***** TEXTAUSZUG *****
Die Sandgrube im Grunewald

Die Septembersonne wärmt und ich sitze am Rand der früheren Sandgrube, hinter mir der Waldweg vom S-Bahnhof Grunewald nach Schildhorn, vor mir der sandige Steilhang. Es geht so tief hinunter, wie ein sechsstöckiges Haus hoch ist. Die Grube hat die Ausdehnung eines ganzen Stadtviertels, in ihr eine Sanddüne, hoch wie eine Kirche, und weiterhin flache Gewässer, zu Tage getretenes Grundwasser.

Während ich auf einem abgehobelten Baumstamm sitze, blicke ich auf die Rückenpartien zweier junger Damen vor mir. Sie lagern im Sand, schon jenseits der Abbruchkante. Eine trägt Straßenkleidung, die andere einen Bikini, dessen Oberteilträger einen eintätowierten Text umrahmen, ziemlich viel Text für nur einen Rücken, mag er auch etwas mollig sein – ihr Körper also gewissermaßen ein Textkörper. Was kann da geschrieben stehen? Ich würde gern aufstehen, von hinten an sie herantreten und zu entziffern beginnen. Geht nicht … Der Text selbst ist noch einmal von einem Ornament umspielt. Vielleicht ein Gedicht? Aber nein, es ist Blocksatz, muss also Prosa sein. Dann sehe ich, dass die wortreiche Tätowierung auch einen Titel hat – vielleicht eine Anrede – und eine schwungvolle Unterschrift. Ist es ein Brief, ein Liebesbrief, ein Dankschreiben, eine Klageschrift?
***** BEREITGESTELLTE ANGABEN *****
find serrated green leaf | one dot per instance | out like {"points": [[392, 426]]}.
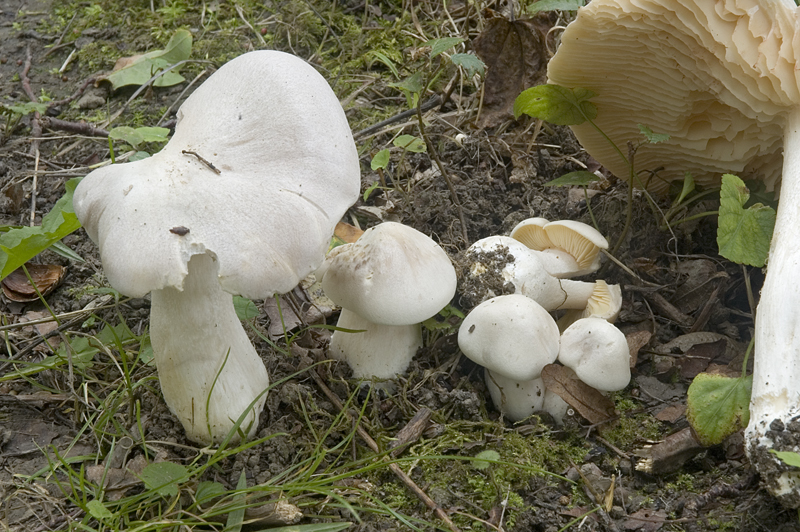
*****
BITTE BEARBEITEN:
(1) Wie lässt sich der Text über die Sandgrube im Grunewald in zwei Sätzen zusammenfassen?
(2) Wie geht der Text über die Sandgrube im Grunewald weiter? Setze ihn nach seinem letzten Satz fort.

ANTWORTEN JE AUFGABE:
(1) Die erzählende Person sitzt in der Septembersonne am Rand einer früheren Sandgrube im Grunewald, die so tief hinabreicht, wie ein sechsstöckiges Haus hoch ist, und eine kirchenhohe Düne sowie flache Gewässer aus zu Tage getretenem Grundwasser birgt. Vor ihr lagern zwei junge Frauen im Sand, und auf dem Rücken der einen, die einen Bikini trägt, steht ein tätowierter Text in Blocksatz mit Titel und Unterschrift, über dessen Art (Brief, Liebesbrief, Dankschreiben oder Klageschrift) die erzählende Person rätselt.

(2)
Ich beginne, mir einen passenden Text auszudenken, werde jedoch bald unterbrochen. Die andere junge Frau hat ihren Terrier von der Leine gelassen, er schnuppert im Sand herum. Und jetzt stürzt ein Dackelmischling vom Weg zu ihm hin, während sein Halter den Weg nach Schildhorn unbeirrt ohne ihn fortsetzt. Die zwei Hunde tun, was Hunde in dieser Lage zu tun pflegen: sich beschnuppern, miteinander balgen, sich jagen, nacheinander beißen. Dabei toben sie über den sandigen steilen Abhang und entfesseln Miniatursandstürme. Dann allerdings verfolgen sie sich im Wald, verschwinden schon wie Kugelblitze zwischen den Bäumen, Richtung Havel. Terriers Frauchen jagt alsbald hinterher und findet die beiden zweihundert Meter weiter, wo sie sich um Dackels Herrchen, zu einer Art Salzsäule erstarrt, hetzen, immer im engsten Kreis. Sie nimmt ihren vierpfotigen Liebling hoch und trägt ihn zur Sandgrube zurück.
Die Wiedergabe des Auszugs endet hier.